**Task goal:** Change every occurrence of "bounding box" in the data below to "enclosing rectangle", and leave everything else as it is.
+++ Extracted entries
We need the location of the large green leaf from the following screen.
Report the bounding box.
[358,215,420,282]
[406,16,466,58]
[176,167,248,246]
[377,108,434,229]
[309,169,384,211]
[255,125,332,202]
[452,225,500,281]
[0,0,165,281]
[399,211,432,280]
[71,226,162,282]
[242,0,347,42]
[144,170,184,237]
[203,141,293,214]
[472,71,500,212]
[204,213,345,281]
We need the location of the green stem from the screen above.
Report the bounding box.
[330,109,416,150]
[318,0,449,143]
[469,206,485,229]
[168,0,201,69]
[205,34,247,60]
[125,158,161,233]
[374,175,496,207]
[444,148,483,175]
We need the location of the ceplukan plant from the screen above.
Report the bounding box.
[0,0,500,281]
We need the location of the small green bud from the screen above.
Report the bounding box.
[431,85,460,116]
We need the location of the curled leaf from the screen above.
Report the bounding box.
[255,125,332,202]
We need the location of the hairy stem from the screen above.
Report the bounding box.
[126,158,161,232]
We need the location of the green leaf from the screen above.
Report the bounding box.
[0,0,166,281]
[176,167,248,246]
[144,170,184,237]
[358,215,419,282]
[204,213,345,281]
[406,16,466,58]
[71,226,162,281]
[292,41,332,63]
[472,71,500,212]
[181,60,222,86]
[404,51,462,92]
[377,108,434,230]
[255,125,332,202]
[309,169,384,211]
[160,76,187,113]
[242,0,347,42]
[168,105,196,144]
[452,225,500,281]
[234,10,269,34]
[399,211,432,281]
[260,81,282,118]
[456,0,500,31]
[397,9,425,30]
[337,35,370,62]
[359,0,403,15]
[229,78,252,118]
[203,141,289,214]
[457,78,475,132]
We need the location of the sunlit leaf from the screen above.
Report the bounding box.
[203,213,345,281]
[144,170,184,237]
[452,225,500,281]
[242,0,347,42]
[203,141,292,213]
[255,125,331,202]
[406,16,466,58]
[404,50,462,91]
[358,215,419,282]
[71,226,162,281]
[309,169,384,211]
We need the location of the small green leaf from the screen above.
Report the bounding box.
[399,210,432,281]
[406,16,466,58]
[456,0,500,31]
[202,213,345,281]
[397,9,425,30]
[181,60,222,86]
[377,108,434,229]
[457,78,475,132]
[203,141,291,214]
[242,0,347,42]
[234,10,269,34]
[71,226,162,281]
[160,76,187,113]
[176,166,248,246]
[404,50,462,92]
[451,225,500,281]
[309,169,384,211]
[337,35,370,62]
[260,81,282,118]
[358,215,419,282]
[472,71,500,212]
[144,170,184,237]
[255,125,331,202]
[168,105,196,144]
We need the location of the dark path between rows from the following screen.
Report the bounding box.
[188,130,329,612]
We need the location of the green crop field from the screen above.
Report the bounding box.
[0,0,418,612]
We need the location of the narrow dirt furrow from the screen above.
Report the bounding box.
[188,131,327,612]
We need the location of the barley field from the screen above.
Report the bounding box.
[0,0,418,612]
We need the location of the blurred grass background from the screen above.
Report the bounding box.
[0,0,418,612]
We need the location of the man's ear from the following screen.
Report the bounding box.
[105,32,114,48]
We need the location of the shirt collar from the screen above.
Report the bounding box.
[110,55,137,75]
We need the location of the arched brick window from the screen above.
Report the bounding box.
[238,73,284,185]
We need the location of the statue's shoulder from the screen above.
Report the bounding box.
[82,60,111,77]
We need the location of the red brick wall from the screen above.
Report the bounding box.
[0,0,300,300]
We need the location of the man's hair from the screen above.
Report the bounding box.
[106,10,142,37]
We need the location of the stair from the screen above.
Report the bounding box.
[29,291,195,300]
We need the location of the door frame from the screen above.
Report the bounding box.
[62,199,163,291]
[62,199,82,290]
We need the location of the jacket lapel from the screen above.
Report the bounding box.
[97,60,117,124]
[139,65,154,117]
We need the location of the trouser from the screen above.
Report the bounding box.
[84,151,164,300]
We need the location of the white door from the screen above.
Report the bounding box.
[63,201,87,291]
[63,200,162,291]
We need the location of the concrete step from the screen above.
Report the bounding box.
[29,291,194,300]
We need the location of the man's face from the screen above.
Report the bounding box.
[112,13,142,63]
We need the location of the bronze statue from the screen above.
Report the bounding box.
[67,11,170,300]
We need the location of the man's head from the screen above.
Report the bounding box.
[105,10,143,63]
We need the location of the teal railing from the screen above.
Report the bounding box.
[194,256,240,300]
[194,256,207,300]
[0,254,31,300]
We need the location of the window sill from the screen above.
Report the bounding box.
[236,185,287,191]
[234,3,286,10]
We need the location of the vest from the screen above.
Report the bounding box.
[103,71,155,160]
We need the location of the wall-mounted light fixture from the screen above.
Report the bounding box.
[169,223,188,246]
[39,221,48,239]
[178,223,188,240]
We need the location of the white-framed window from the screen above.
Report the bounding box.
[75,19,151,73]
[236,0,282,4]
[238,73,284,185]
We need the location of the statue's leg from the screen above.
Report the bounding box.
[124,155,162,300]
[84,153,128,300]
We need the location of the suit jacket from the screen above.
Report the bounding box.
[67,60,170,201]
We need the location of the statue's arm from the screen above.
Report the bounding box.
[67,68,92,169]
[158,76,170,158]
++++++
**Solution for this problem:**
We need the location of the large green leaf from the following screen.
Report the enclosing rectangle.
[358,215,420,282]
[406,16,466,58]
[176,167,248,246]
[377,108,434,229]
[309,169,384,211]
[255,125,332,202]
[452,225,500,281]
[0,0,165,281]
[399,211,432,280]
[71,226,162,282]
[242,0,347,42]
[144,170,184,237]
[203,141,293,214]
[472,71,500,212]
[204,213,345,281]
We need the location of the green stem from the screen above.
Report the enclosing rectangle.
[330,109,416,150]
[318,0,449,143]
[469,206,485,229]
[168,0,201,69]
[205,34,247,60]
[125,158,161,233]
[374,175,496,207]
[444,148,483,175]
We need the location of the ceplukan plant from the screen above.
Report the enclosing rectangle.
[0,0,500,281]
We need the location of the small green bud from the screen above.
Report the enclosing rectangle.
[431,85,460,116]
We need the location of the curled leaf from the screen above.
Report the enclosing rectangle.
[255,125,332,202]
We need the location of the hairy stem from the screen above.
Report the enclosing rectangle.
[126,158,161,232]
We need the location of the green leaf from the screen above.
Report the enclosing rectangle.
[0,0,166,281]
[176,167,248,246]
[144,170,184,237]
[358,215,419,282]
[204,213,345,281]
[406,16,466,58]
[71,226,162,281]
[292,41,332,63]
[472,71,500,212]
[181,60,222,86]
[404,51,462,92]
[377,108,434,230]
[255,125,332,202]
[309,169,384,211]
[160,76,187,113]
[242,0,347,42]
[168,105,196,144]
[452,225,500,281]
[234,10,269,34]
[399,211,432,281]
[260,81,282,118]
[456,0,500,31]
[397,9,425,30]
[337,35,370,62]
[359,0,403,15]
[229,78,252,118]
[203,141,289,214]
[457,78,475,132]
We need the location of the sunlit leaf from the screen above.
Report the enclosing rectangle.
[203,213,345,281]
[144,170,184,237]
[452,225,500,281]
[242,0,347,42]
[203,141,292,213]
[255,125,331,202]
[406,16,466,58]
[404,50,462,91]
[358,215,419,282]
[71,226,162,281]
[309,169,384,211]
We need the location of the small green leaf from the screen above.
Report the enclosing rectangle.
[399,210,432,281]
[406,16,466,58]
[456,0,500,31]
[202,213,345,281]
[397,9,425,30]
[181,60,222,86]
[377,108,434,229]
[457,78,475,132]
[203,141,291,214]
[242,0,347,42]
[234,10,269,34]
[71,226,162,281]
[160,76,187,113]
[176,166,248,246]
[404,50,462,92]
[451,225,500,281]
[309,169,384,211]
[337,35,370,62]
[260,81,282,118]
[358,215,419,282]
[472,71,500,212]
[144,170,184,237]
[255,125,331,202]
[168,105,196,144]
We need the location of the dark path between rows from the following screen.
Report the enclosing rectangle.
[188,130,329,612]
We need the location of the green crop field from the screen above.
Report the enclosing rectangle.
[0,0,418,612]
We need the location of the narrow dirt furrow from the screen above.
Report the enclosing rectangle.
[188,131,327,612]
We need the location of the barley field from the screen above.
Report the enclosing rectangle.
[0,0,418,612]
We need the location of the blurred grass background from the screen above.
Report the enclosing rectangle.
[0,0,418,612]
We need the location of the man's ear from the following screen.
Report the enclosing rectangle.
[105,32,114,48]
We need the location of the shirt collar from the screen above.
Report the enclosing rectangle.
[110,55,137,75]
We need the location of the arched brick window from the screen above.
Report the enclosing rectangle.
[238,73,284,185]
We need the location of the statue's shoulder from the screen above.
Report the enclosing rectangle.
[82,60,111,77]
We need the location of the red brick wall from the screen above.
Report the enclosing rectangle.
[0,0,300,300]
We need the location of the man's hair from the screen above.
Report the enclosing rectangle.
[106,10,142,37]
We need the location of the stair from the screen above.
Report the enclosing rectangle.
[29,291,195,300]
We need the location of the door frame from the screen above.
Report the enclosing rectangle.
[62,199,163,291]
[62,199,82,290]
We need the location of the jacket lapel from the screen above.
Report the enclosing rectangle.
[97,60,117,124]
[139,65,154,117]
We need the location of the trouser from the screen above.
Report the enclosing rectangle.
[84,151,164,300]
We need the location of the white door from the screen above.
Report the enclosing rectangle.
[63,201,87,291]
[63,200,162,291]
We need the location of the concrete step from the screen above.
Report the enclosing rectangle.
[29,291,194,300]
We need the location of the man's face from the screen above.
Report the enclosing rectangle.
[112,13,142,63]
We need the location of the bronze statue from the screen above.
Report the enclosing rectangle.
[67,11,170,300]
We need the location of the man's head from the screen above.
Report the enclosing rectangle.
[105,10,143,63]
We need the location of the teal railing from the screen above.
Report the enclosing rectangle.
[194,256,240,300]
[194,256,207,300]
[0,254,31,300]
We need the location of the window sill from the screen above.
Report the enclosing rectangle.
[236,185,287,191]
[234,3,286,10]
We need the location of the vest from the screen above.
Report the enclosing rectangle.
[103,71,155,160]
We need the location of the wall-mounted light fixture from the screen above.
Report the enclosing rectangle.
[169,223,188,246]
[39,221,48,239]
[178,223,188,240]
We need the location of the white-framed window from the screen above.
Report the enclosing rectangle.
[75,19,151,73]
[236,0,282,4]
[238,73,284,185]
We need the location of the statue's leg from the screen above.
Report the enclosing rectangle.
[124,155,162,300]
[84,153,128,300]
We need the location of the suit jacket from the screen above.
Report the enclosing rectangle.
[67,60,170,201]
We need the location of the statue's arm from the screen above.
Report the enclosing rectangle.
[67,68,92,169]
[158,76,170,158]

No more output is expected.